## WHAT YOU SHOULD DO
Copy out the entries below in full and exactly.

START DATA RECORDS

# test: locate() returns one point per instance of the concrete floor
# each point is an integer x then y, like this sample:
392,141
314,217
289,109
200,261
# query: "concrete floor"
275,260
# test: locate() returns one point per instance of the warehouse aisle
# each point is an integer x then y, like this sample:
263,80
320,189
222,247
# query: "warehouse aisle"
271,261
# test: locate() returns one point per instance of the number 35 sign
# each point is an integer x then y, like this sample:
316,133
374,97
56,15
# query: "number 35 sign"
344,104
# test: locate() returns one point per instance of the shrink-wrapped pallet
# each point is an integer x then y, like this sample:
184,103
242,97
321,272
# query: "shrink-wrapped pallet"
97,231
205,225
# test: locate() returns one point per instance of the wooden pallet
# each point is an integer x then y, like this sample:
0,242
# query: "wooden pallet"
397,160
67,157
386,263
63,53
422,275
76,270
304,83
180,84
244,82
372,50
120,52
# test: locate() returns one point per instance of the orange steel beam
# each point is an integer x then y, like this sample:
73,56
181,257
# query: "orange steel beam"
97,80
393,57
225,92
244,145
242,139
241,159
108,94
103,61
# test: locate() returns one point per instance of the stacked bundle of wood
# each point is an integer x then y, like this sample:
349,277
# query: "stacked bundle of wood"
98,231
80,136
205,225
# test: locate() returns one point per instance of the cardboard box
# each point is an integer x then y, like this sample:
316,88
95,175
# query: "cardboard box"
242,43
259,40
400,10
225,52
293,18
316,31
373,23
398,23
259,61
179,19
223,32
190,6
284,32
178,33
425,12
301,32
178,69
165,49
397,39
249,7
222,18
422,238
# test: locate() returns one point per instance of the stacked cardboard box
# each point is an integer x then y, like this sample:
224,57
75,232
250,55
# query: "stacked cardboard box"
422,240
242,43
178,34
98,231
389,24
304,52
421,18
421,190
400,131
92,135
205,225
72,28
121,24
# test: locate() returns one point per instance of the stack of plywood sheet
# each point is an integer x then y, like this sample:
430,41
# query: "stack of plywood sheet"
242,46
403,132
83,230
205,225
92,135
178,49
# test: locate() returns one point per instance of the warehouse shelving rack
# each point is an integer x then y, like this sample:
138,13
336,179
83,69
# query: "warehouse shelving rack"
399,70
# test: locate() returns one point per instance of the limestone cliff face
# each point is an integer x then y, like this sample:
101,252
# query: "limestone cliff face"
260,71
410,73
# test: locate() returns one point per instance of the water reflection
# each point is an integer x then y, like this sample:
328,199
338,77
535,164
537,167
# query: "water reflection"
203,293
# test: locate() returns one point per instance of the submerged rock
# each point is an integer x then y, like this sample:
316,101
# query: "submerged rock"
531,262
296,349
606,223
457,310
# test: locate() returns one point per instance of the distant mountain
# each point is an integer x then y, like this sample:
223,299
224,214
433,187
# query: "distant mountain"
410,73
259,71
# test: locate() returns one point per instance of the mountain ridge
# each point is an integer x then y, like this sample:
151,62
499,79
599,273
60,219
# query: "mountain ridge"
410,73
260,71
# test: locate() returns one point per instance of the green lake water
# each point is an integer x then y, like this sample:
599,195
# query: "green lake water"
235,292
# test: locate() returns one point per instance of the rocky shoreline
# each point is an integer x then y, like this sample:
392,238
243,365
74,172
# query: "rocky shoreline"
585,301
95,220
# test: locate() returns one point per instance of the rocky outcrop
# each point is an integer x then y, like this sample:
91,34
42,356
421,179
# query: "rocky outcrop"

END DATA RECORDS

## OUTPUT BELOW
# test: locate() returns one point per instance of the concrete floor
# each point is an integer x then y, like this sample:
392,141
314,217
289,109
200,261
# query: "concrete floor"
275,260
# test: locate() returns one point per instance of the warehouse aisle
# each point is an integer x then y, like this sample:
263,80
320,189
222,247
# query: "warehouse aisle"
271,261
# test: locate() returns one point per instance of the number 35 sign
# each point is an integer x then y, like this sample:
316,133
374,97
56,15
# query: "number 35 sign"
344,104
# test: locate() returns one point per instance of the shrink-wrapped pallet
# each point is an integer x then y, like this sample:
184,103
242,97
321,272
# query: "shrink-wrapped pallet"
97,231
205,225
# test: locate() returns one point per instance of the wooden pallet
# each point is an integer x then y, like this sample:
0,242
# query: "wooden pallet"
397,160
67,157
386,263
63,53
422,275
76,270
304,83
180,84
244,82
372,50
120,52
# test: locate() returns one point per instance of the orange steel beam
# each point is an integer x then y, like this sample:
73,56
181,257
# query: "orange steel beam"
97,80
393,57
225,92
244,145
242,139
241,159
108,94
103,61
# test: locate() returns one point per instance of the stacked bundle of wood
# each point is an integer x then y, like this sample:
349,277
# query: "stacked bundle of wood"
98,231
80,136
205,225
# test: locate() returns one point per instance of the cardboard box
# each point is an integer x then y, like this sample:
316,88
95,175
# query: "cardboard box"
242,43
259,40
400,10
225,52
293,18
316,31
373,23
398,23
259,61
179,19
223,32
190,6
284,32
178,33
425,12
301,32
178,69
165,49
397,39
249,7
222,18
422,238
# test: locate() returns one point per instance of the stacked cardboard box
# each point is an integer x then y, like this sample:
224,57
75,232
250,55
# query: "stacked cardboard box"
422,240
242,43
178,34
98,231
389,24
304,52
421,18
421,190
400,131
92,135
205,225
72,28
121,24
# test: locate() returns one point per instance of the stack of plywood sheet
# each point is an integer x then y, like this sample:
430,41
# query: "stack of plywood sheet"
242,46
403,132
83,230
205,225
92,135
178,49
# test: locate() returns one point per instance of the warehouse shelving rack
# each point is an integer x then y, like this sample:
138,13
336,179
83,69
# query: "warehouse shelving rack"
399,70
# test: locate() returns one point per instance of the limestone cliff face
# each point is an integer x then y, like this sample:
101,252
# query: "limestone cliff face"
260,71
410,73
# test: locate() returns one point per instance of the water reflection
# each point is an integer x then y, like this sample:
328,199
338,77
535,164
537,167
# query: "water reflection"
203,293
# test: locate() returns one point per instance of the submerged rock
# each point is an integer x then y, like this sample:
316,101
# query: "submerged rock"
531,262
296,349
606,223
457,310
# test: locate() returns one point per instance of the distant mountain
# each point is an integer x then y, like this sample:
223,299
224,214
433,187
# query: "distant mountain"
410,73
259,71
# test: locate() returns one point per instance of the mountain ridge
# each point is an integer x then y, like this sample:
151,62
499,79
599,273
60,219
# query: "mountain ridge"
410,73
260,71
# test: locate() returns one point per instance of the green lake water
# each point is an integer x then y, like this sample:
599,195
# query: "green lake water"
235,292
# test: locate() returns one point per instance of the rocky shoreline
# each point is an integer x then y, like this sample:
392,238
243,365
74,172
# query: "rocky shoreline"
585,301
95,220
# test: locate() returns one point per instance of the rocky outcrop
# each point is an integer x then y, like this sample:
91,34
42,356
421,179
# query: "rocky outcrop"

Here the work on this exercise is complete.